Start of Extracted entries

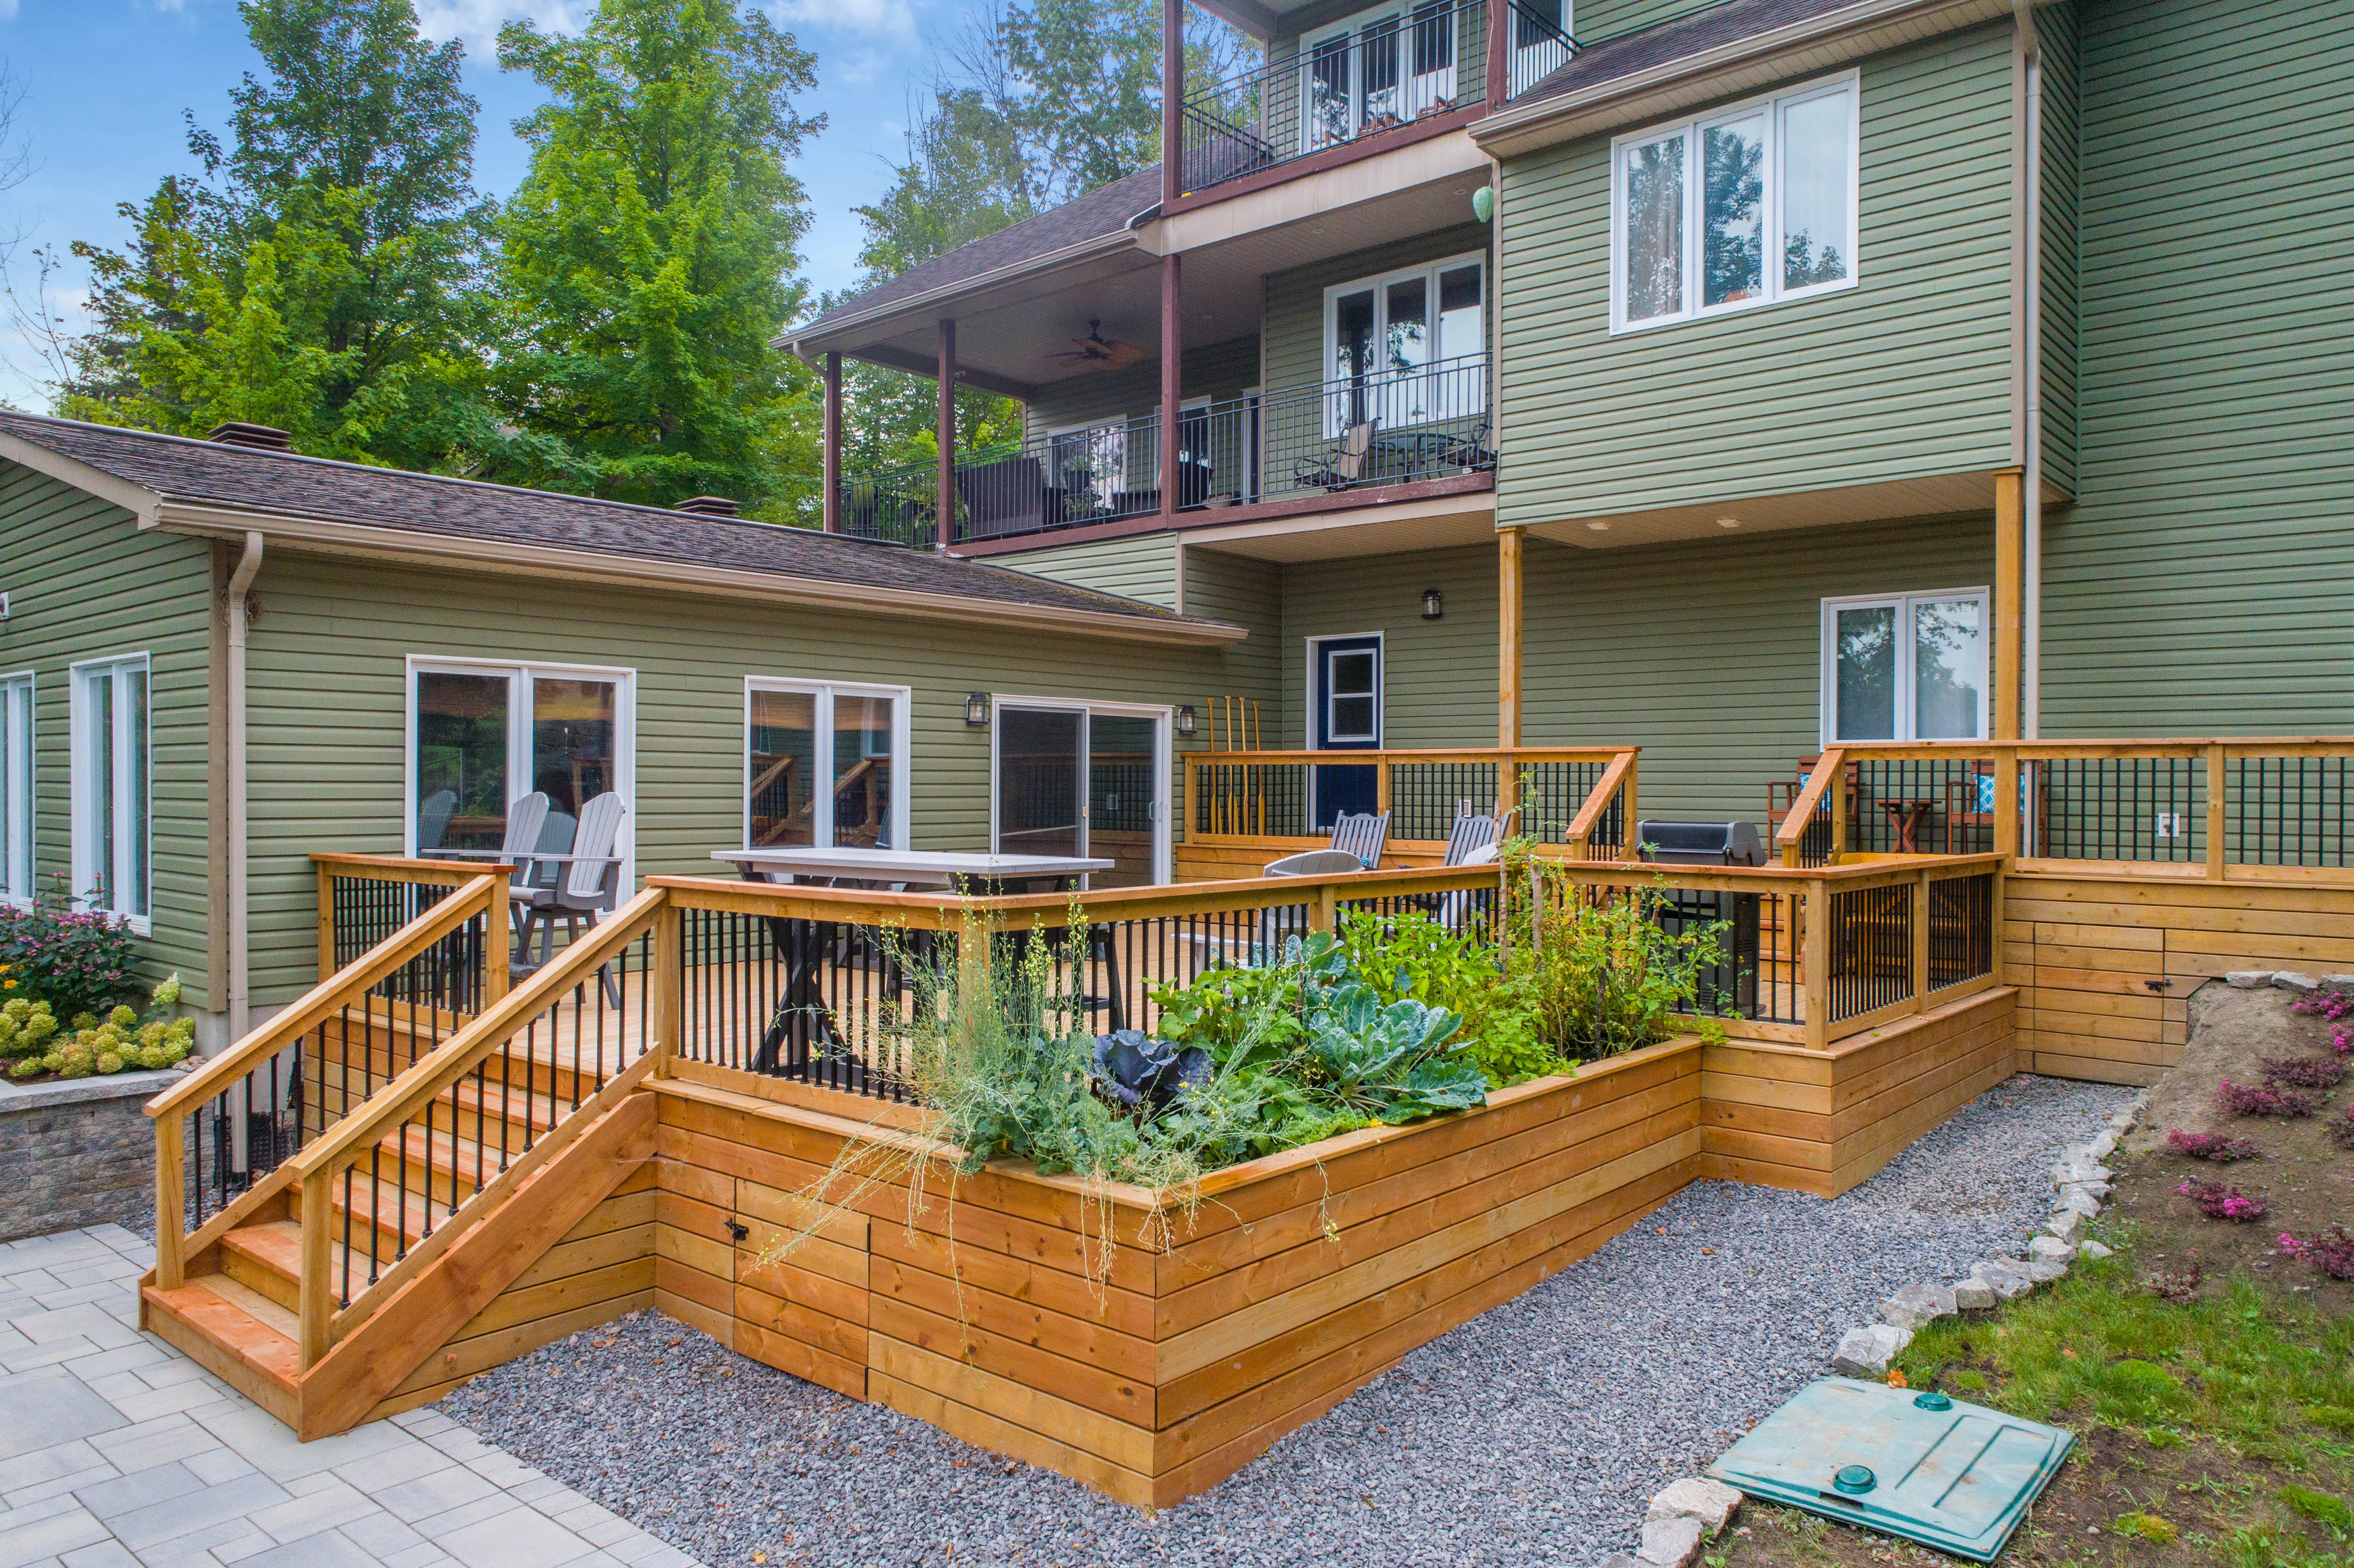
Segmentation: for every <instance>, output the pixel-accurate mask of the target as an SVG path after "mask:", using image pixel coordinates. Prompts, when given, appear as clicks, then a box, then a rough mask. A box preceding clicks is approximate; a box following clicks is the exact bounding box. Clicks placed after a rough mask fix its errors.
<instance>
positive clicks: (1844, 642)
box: [1822, 589, 1989, 744]
mask: <svg viewBox="0 0 2354 1568" xmlns="http://www.w3.org/2000/svg"><path fill="white" fill-rule="evenodd" d="M1987 626H1989V598H1987V591H1984V589H1959V591H1951V593H1909V596H1895V598H1831V600H1824V603H1822V739H1824V742H1827V744H1829V742H1871V739H1886V742H1923V739H1982V737H1984V735H1987Z"/></svg>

End of Extracted entries

- **Work required**:
Copy every line of the records above word for word, omitting the pictures.

- **Problem solution**:
Segmentation: for every <instance>, output the pixel-accurate mask of the target as an SVG path after "mask:", using image pixel coordinates. Prompts, when given, appear as clicks, then a box, then a rough mask. A box preceding clicks is approximate; a box following clicks is the exact bounding box. Clicks placed after a rough mask fix its errors.
<instance>
positive clicks: (1844, 642)
box: [1822, 589, 1989, 744]
mask: <svg viewBox="0 0 2354 1568" xmlns="http://www.w3.org/2000/svg"><path fill="white" fill-rule="evenodd" d="M1987 626H1989V598H1987V591H1984V589H1959V591H1951V593H1909V596H1895V598H1831V600H1824V603H1822V739H1824V742H1827V744H1829V742H1871V739H1886V742H1923V739H1982V737H1984V735H1987Z"/></svg>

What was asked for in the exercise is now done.